Bei den anderen Komponenten wird es ähnlich aussehen, die Grafikkarte im Referenzdesign, der Speicher auch ohne Heatspreader oder Label (die Hersteller für Produkte wie GPU, RAM oder Festplatte stehen nicht fest, drinnen steckt was nach aktueller Marktlage gerade am günstigsten ist).
Über den CPU-Kühler erfahren wir nichts, es ist aber nicht davon auszugehen dass da der boxed drinnen steckt.


----------



## XT1024 (10. März 2015)

*AW: MEDION ERAZER® i72000, wie gut ist er wirklich zu dem Preis?*

Gehäuse 
32 GB RAM werden bestimmt viele der typischen Käufer brauchen.


> Der 32 GB starke Arbeitsspeicher und modernste Speichertechnologien  sorgen dafür, dass mehrere Prozesse gleichzeitig und ohne  Leistungsabfälle ausgeführt werden können.






Spoiler



CPU 350
Graka 500
HDD 70
SSD 90
Netzteil 80
MB 100
RAM 230
DVD 12
Gehäuse 5 


Bin ich noch nicht richtig wach oder was habe ich vergessen, wenn ich bei 1450 € lande? 

Edit:
Ah, billige KoWaKü für 100 € 
Win 8 für 30 € 


			Dieser Inhalt steht nur eingeloggten Mitgliedern zur Verfügung.


----------



## Tomlongdong (10. März 2015)

*AW: MEDION ERAZER® i72000, wie gut ist er wirklich zu dem Preis?*

Haha, ja unbedingt schön ist es nicht, dass stimmt wohl 

naja die WaKü und das Betriebssystem vielleicht noch.. aber all zu viel ist das garantiert nicht :p


----------



## Cinnayum (10. März 2015)

Aufgabe
Gib aus dem Textauszug zum Medion Erazer den Abschnitt von „Bei den anderen“ bis „boxed drinnen steckt.“ wortgetreu aus.

Bereitgestellte Daten
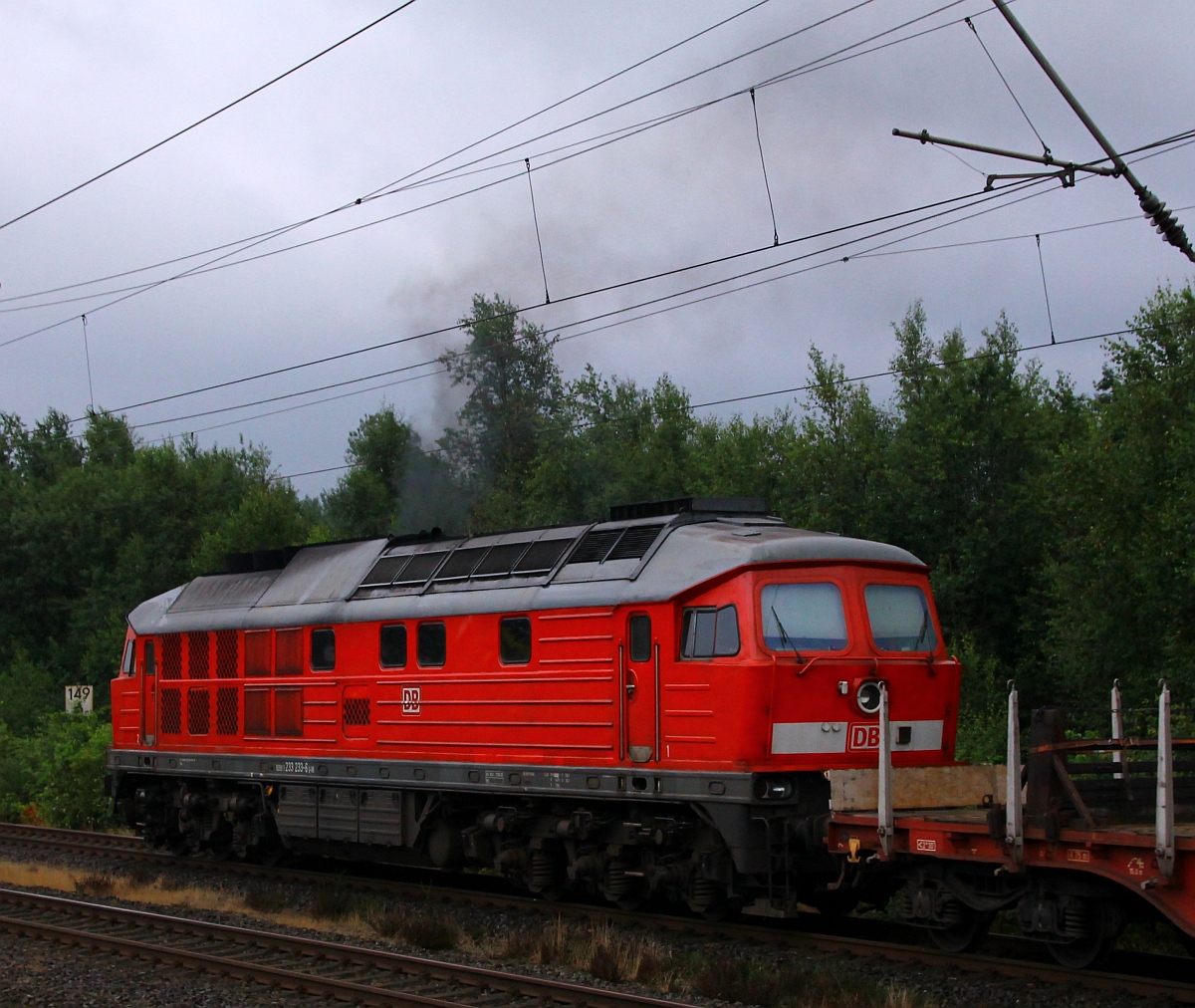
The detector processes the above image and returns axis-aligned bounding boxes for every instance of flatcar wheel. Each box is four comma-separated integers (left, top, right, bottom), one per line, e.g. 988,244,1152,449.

930,902,996,952
1046,899,1124,970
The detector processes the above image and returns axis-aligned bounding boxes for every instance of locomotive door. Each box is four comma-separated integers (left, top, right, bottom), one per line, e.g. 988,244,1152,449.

622,614,659,763
141,640,157,745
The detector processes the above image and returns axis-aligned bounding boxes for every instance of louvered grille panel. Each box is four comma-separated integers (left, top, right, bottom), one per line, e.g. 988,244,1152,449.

216,686,238,735
186,630,209,679
186,690,211,735
605,525,664,560
513,539,573,574
216,630,238,679
569,529,622,563
157,690,183,735
161,633,183,683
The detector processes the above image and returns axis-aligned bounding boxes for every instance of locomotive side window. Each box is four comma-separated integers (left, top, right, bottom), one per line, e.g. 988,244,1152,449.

862,585,938,650
378,623,406,668
311,627,336,672
245,630,270,675
497,616,531,664
680,605,739,657
760,583,846,652
274,627,303,675
631,615,651,661
414,623,448,668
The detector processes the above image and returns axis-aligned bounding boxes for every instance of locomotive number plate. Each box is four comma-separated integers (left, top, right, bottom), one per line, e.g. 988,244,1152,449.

402,686,420,717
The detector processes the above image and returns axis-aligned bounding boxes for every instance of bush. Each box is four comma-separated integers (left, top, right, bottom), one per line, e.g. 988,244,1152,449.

0,712,113,830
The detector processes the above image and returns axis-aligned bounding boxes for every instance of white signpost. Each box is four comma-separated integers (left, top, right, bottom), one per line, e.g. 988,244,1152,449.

67,685,96,714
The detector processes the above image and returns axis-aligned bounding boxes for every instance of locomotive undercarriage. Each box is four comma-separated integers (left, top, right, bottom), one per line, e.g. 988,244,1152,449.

115,775,845,917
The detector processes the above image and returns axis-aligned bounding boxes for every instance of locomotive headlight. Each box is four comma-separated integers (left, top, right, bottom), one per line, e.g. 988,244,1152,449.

854,679,880,714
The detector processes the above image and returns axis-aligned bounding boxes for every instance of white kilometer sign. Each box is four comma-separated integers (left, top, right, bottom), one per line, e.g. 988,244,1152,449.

67,686,95,714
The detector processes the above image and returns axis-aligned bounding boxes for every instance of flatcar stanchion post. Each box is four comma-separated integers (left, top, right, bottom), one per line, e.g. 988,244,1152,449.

876,682,895,861
1112,679,1124,781
1154,679,1175,879
1004,679,1026,867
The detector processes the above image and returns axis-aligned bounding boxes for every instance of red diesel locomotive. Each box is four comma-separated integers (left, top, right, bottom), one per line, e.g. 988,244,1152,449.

109,499,960,913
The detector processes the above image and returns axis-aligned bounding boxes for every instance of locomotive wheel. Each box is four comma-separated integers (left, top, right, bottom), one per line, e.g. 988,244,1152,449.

1046,899,1124,970
930,902,996,952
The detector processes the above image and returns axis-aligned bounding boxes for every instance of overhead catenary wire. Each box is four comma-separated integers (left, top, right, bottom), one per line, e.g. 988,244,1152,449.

56,181,1056,436
1034,234,1054,344
751,88,781,245
0,0,771,303
267,329,1133,483
120,174,1066,442
960,18,1052,160
524,157,552,305
0,0,414,231
58,132,1188,444
80,315,96,410
0,0,986,332
88,176,1052,412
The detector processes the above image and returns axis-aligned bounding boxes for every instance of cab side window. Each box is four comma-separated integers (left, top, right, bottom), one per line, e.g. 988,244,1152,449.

377,623,406,668
311,627,336,672
498,616,531,664
629,614,651,661
680,605,739,657
414,623,448,668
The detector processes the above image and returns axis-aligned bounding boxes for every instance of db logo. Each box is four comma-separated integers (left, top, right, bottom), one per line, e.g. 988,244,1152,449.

846,724,879,750
402,686,419,714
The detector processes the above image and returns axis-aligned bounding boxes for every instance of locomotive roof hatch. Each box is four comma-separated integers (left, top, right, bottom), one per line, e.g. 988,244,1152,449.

129,497,925,633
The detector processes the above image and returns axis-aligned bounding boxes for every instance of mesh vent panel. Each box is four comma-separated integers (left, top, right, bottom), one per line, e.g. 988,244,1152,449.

157,690,183,735
345,697,369,724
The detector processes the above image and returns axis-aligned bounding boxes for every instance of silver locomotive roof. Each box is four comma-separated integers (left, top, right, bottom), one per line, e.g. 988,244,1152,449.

129,517,925,633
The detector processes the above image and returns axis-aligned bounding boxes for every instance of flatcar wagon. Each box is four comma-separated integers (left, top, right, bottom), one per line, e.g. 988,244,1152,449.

109,499,960,914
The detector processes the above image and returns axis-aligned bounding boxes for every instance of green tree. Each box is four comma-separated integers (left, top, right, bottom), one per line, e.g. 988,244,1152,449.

322,405,418,539
440,294,563,527
1047,286,1195,705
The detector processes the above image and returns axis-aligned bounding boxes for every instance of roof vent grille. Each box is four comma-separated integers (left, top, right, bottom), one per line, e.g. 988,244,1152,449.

569,529,622,563
605,525,664,560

Antwort
Bei den anderen Komponenten wird es ähnlich aussehen, die Grafikkarte im Referenzdesign, der Speicher auch ohne Heatspreader oder Label (die Hersteller für Produkte wie GPU, RAM oder Festplatte stehen nicht fest, drinnen steckt was nach aktueller Marktlage gerade am günstigsten ist).
Über den CPU-Kühler erfahren wir nichts, es ist aber nicht davon auszugehen dass da der boxed drinnen steckt.